[EXTRACTED DATA]

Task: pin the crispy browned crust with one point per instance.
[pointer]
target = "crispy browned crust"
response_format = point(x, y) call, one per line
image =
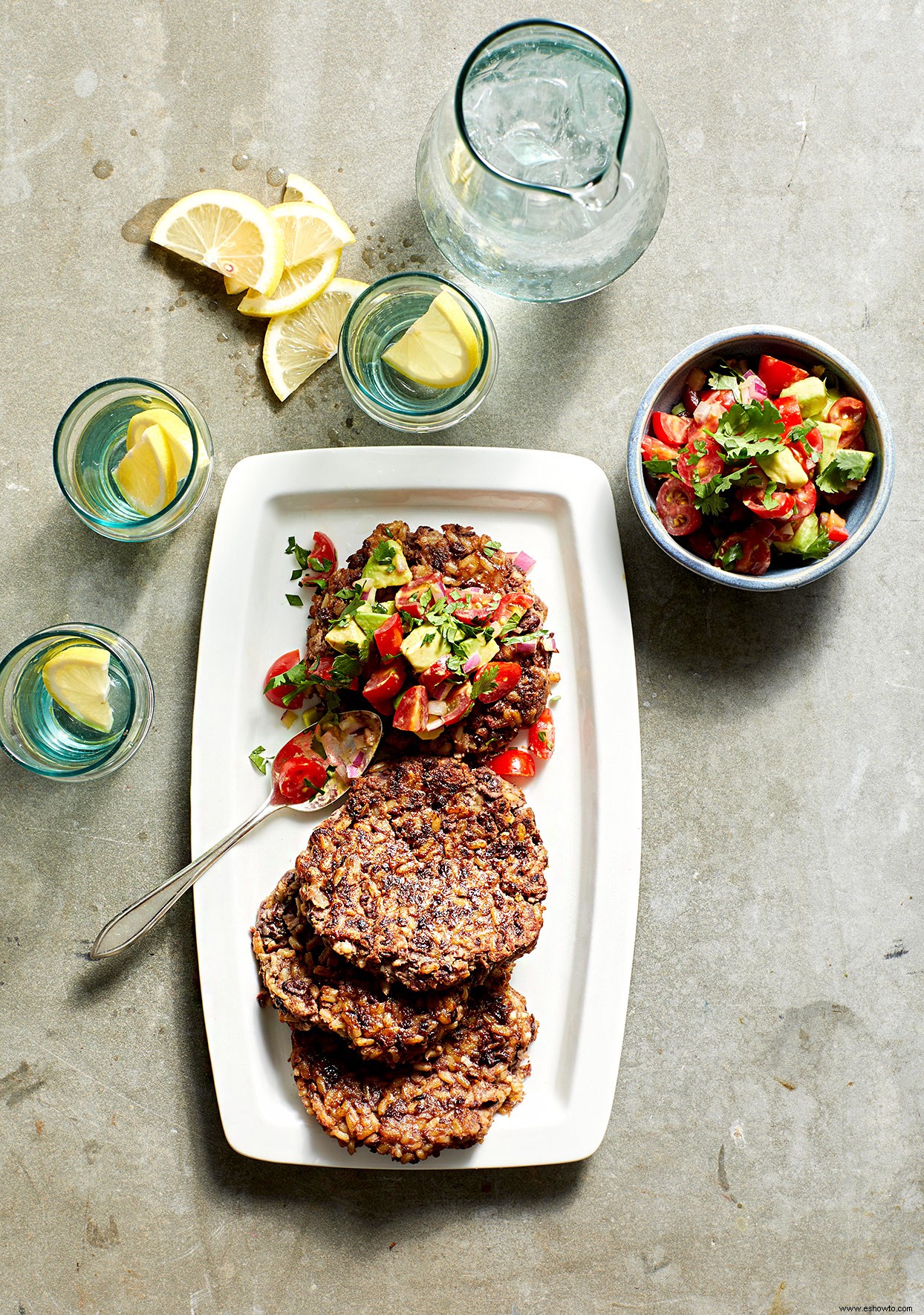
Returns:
point(459, 554)
point(312, 987)
point(432, 1106)
point(430, 872)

[GOAL OF THE EXERCISE]
Rewrite the records above as a two-column CSV with the columns instruction and answer. Give one row per record, with each record's text and its answer in a single quoted field, line breaks replaced by spaces, and the pictures left out.

[FINAL ANSWER]
instruction,answer
"Task: pin the crispy browned crust with one point per instance. [pointer] target = ""crispy browned crust"" response_format = point(x, y) call, one per line image = Returns:","point(459, 554) point(312, 987) point(432, 1106) point(430, 872)"